START Data in this exercise

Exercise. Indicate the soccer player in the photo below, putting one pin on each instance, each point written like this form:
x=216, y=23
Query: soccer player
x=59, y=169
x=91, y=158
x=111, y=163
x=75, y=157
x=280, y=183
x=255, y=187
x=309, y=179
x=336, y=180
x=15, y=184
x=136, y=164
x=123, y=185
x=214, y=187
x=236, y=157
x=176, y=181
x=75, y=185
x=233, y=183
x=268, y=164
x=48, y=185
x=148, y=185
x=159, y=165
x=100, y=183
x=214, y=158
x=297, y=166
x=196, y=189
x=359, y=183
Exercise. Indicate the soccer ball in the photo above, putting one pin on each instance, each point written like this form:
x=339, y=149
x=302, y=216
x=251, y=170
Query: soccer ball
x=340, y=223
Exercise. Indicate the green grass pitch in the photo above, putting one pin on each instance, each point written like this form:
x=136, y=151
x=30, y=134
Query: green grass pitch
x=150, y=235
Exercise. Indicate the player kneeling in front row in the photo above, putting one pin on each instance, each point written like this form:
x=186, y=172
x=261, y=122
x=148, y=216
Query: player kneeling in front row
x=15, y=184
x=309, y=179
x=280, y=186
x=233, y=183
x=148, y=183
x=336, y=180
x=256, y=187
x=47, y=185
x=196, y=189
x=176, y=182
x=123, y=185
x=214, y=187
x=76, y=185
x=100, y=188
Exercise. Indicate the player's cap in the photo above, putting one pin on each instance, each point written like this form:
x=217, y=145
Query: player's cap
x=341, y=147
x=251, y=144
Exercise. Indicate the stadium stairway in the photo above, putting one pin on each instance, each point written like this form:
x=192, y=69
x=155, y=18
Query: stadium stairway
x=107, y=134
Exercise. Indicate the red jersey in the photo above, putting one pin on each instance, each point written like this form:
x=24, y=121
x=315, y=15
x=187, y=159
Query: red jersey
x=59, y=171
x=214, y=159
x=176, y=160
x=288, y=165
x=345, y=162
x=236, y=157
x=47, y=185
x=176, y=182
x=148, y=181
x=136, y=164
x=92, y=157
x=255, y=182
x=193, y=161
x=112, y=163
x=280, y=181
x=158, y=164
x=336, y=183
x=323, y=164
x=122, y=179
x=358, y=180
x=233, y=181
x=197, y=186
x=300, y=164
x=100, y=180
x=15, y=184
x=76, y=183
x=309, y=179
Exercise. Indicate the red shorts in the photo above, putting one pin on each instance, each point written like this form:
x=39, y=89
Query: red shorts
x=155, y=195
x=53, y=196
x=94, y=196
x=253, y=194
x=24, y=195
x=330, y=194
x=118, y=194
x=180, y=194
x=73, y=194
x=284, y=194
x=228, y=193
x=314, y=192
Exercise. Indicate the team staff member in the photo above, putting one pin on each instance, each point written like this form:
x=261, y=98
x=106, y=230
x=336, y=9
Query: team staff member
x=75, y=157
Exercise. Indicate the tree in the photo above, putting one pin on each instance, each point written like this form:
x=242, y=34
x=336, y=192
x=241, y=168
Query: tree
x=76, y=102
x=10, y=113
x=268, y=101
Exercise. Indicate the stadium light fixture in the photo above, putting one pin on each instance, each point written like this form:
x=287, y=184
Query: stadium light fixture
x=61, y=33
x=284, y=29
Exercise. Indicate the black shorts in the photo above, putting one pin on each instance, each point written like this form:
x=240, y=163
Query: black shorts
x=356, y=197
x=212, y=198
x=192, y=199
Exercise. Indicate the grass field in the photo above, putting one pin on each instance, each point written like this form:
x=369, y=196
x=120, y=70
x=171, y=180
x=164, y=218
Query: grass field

END Data in this exercise

» Work to complete
Copy range, inclusive: the line holding "x=216, y=23" to the line holding "x=261, y=122". Reproduce exactly those lines of the records above and no others.

» Written response
x=216, y=23
Query: soccer player
x=59, y=169
x=91, y=158
x=111, y=163
x=75, y=157
x=280, y=183
x=255, y=187
x=309, y=179
x=336, y=180
x=15, y=184
x=136, y=164
x=123, y=185
x=214, y=187
x=236, y=157
x=176, y=181
x=75, y=185
x=233, y=183
x=268, y=164
x=48, y=185
x=148, y=185
x=159, y=165
x=100, y=183
x=214, y=158
x=297, y=166
x=196, y=189
x=359, y=183
Exercise. Indicate the soccer ball in the photo above, putting one pin on each instance, each point written like this form:
x=339, y=149
x=302, y=216
x=251, y=170
Query: soccer ball
x=340, y=223
Exercise. Indicate the green grass pitch in the photo above, putting one pin on each instance, each point written like this form:
x=136, y=151
x=30, y=134
Query: green grass pitch
x=150, y=235
Exercise. Indicate the player kneeling in front row in the photo above, putting one pin on each instance, each point written like this form:
x=186, y=172
x=261, y=122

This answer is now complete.